= Directions for this task =
Write out the lines of the listing below as a JSON list of strings, one string per line with blank lines omitted. Begin at the line containing "Where can you find the insect wing" and continue through the end of the listing.

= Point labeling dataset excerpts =
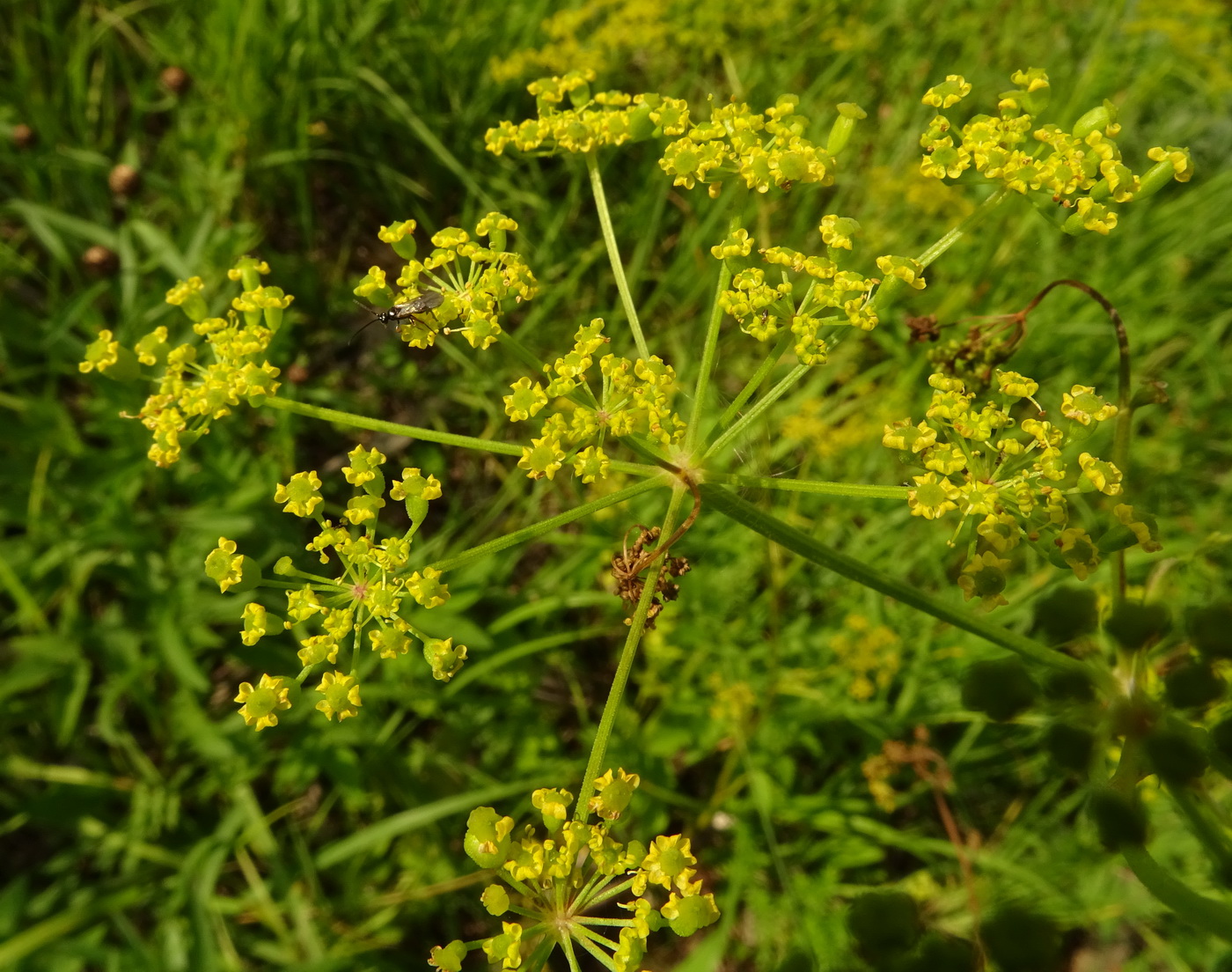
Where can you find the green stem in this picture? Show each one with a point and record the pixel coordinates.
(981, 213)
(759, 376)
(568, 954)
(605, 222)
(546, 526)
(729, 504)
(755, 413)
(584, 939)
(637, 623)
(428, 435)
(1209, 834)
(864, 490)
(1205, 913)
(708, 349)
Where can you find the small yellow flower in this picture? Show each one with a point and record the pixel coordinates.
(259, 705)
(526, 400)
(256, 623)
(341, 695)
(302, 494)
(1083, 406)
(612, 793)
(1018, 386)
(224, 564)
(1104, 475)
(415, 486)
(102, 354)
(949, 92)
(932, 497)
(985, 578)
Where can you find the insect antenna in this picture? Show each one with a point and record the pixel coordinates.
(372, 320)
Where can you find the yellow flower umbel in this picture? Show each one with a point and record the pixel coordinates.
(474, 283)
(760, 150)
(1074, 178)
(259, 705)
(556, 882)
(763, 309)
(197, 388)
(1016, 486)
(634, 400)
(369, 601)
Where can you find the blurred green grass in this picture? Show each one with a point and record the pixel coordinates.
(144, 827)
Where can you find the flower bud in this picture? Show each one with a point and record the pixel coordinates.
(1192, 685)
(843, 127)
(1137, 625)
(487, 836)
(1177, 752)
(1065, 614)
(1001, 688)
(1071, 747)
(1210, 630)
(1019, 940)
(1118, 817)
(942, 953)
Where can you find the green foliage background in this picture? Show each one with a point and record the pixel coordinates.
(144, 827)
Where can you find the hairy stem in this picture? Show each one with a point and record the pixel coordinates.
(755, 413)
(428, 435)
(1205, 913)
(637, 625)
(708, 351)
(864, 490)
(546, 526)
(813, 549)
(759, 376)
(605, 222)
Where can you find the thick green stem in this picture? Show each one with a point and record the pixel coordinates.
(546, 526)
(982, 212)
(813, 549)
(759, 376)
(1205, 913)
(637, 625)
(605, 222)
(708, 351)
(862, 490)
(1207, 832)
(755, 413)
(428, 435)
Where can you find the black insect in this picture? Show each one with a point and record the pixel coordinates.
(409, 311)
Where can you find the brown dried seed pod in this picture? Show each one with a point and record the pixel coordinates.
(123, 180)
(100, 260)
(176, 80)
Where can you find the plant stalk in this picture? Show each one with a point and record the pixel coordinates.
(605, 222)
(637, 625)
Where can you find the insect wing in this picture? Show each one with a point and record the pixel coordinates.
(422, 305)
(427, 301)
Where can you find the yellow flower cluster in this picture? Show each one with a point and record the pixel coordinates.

= Reply =
[
  "Where can you find the insect wing in this picture? Show each one with a point and record the pixel coordinates.",
  "(422, 305)",
  "(427, 301)",
  "Where can you find the yellow flower cluster in this picture? Show each one with a point and record the pixel coordinates."
]